**Work task:** If a line in the records below contains the word "towel", return that line.
[Start of section]
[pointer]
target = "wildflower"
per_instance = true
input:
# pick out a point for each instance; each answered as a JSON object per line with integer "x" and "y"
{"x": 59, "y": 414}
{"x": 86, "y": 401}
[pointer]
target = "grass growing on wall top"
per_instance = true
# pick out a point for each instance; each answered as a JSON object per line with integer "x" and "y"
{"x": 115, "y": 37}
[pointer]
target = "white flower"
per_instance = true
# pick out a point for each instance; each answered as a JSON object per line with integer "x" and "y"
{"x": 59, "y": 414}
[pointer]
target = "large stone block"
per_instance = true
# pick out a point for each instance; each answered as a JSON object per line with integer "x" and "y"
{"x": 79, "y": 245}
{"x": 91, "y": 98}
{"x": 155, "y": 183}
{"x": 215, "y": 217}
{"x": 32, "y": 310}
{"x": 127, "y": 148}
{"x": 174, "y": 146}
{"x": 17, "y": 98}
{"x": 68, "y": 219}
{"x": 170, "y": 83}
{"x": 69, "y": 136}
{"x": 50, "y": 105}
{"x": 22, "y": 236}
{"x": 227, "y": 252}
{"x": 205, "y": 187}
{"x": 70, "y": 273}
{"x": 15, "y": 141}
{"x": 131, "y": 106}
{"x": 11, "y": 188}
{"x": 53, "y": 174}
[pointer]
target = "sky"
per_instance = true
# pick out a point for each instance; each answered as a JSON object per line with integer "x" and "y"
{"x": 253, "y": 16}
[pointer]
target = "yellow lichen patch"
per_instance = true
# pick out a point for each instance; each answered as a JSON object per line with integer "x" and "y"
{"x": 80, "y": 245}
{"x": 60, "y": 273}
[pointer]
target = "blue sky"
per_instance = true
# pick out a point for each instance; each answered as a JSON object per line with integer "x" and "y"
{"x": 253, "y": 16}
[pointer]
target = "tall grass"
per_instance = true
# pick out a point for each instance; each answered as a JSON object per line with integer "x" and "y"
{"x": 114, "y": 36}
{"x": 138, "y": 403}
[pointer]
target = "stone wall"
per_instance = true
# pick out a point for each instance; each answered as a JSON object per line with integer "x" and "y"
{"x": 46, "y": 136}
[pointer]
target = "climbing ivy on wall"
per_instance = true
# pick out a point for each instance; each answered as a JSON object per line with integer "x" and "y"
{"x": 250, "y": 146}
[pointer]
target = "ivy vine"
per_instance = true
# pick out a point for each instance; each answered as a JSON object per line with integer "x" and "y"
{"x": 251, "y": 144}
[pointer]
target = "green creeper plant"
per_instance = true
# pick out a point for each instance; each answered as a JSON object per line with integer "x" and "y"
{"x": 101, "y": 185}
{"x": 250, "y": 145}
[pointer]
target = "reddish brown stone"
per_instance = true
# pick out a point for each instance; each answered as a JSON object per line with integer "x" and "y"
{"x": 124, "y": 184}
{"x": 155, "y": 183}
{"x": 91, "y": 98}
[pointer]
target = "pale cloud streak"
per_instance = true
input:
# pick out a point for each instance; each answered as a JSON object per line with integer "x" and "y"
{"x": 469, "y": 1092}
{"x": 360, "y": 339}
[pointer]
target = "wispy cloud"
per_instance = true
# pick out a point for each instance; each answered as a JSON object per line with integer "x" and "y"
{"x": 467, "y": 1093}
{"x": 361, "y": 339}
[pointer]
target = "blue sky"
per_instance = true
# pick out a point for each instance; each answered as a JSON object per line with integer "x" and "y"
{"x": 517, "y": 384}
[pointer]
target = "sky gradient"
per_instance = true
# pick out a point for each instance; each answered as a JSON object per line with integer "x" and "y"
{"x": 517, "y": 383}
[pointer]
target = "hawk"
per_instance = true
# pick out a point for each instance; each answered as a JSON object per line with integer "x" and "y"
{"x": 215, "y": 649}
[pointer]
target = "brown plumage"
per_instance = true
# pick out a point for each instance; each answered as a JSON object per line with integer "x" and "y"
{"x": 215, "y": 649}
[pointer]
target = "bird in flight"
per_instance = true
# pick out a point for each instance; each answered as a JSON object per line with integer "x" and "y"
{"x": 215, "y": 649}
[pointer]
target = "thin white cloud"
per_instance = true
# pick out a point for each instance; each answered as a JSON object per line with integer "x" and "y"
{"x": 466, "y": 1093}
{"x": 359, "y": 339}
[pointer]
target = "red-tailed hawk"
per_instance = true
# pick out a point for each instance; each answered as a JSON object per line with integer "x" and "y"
[End of section]
[Start of section]
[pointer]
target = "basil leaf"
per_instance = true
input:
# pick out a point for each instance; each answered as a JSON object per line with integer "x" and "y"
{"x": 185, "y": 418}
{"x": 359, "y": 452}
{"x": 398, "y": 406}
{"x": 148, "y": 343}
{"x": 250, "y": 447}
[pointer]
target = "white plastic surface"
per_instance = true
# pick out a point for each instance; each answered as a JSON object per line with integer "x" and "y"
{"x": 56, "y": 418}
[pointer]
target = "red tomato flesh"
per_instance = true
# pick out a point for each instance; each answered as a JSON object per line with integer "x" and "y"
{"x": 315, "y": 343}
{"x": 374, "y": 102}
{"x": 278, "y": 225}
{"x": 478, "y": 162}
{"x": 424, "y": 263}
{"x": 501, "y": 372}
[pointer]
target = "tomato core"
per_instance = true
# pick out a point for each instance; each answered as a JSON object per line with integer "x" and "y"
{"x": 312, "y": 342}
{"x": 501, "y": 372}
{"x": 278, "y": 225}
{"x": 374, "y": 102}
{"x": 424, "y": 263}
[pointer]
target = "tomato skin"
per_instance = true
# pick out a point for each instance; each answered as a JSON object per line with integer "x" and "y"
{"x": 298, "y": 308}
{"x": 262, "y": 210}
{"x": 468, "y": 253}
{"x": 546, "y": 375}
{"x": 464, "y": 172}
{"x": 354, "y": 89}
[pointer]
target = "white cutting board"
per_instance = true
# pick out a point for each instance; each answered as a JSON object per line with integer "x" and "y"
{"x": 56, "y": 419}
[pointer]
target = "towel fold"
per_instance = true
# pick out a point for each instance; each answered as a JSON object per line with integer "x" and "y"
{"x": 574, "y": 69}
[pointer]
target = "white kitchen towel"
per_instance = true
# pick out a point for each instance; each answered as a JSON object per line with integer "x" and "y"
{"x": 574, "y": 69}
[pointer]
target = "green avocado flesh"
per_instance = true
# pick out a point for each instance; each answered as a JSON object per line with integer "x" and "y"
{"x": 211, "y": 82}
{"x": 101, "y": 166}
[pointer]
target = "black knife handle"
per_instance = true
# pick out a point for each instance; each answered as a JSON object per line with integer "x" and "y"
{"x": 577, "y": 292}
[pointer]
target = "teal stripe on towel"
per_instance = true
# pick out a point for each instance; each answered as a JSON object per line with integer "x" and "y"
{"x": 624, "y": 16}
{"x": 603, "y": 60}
[End of section]
**Completed exercise:**
target = "towel fold"
target = "white kitchen towel"
target = "teal stripe on towel"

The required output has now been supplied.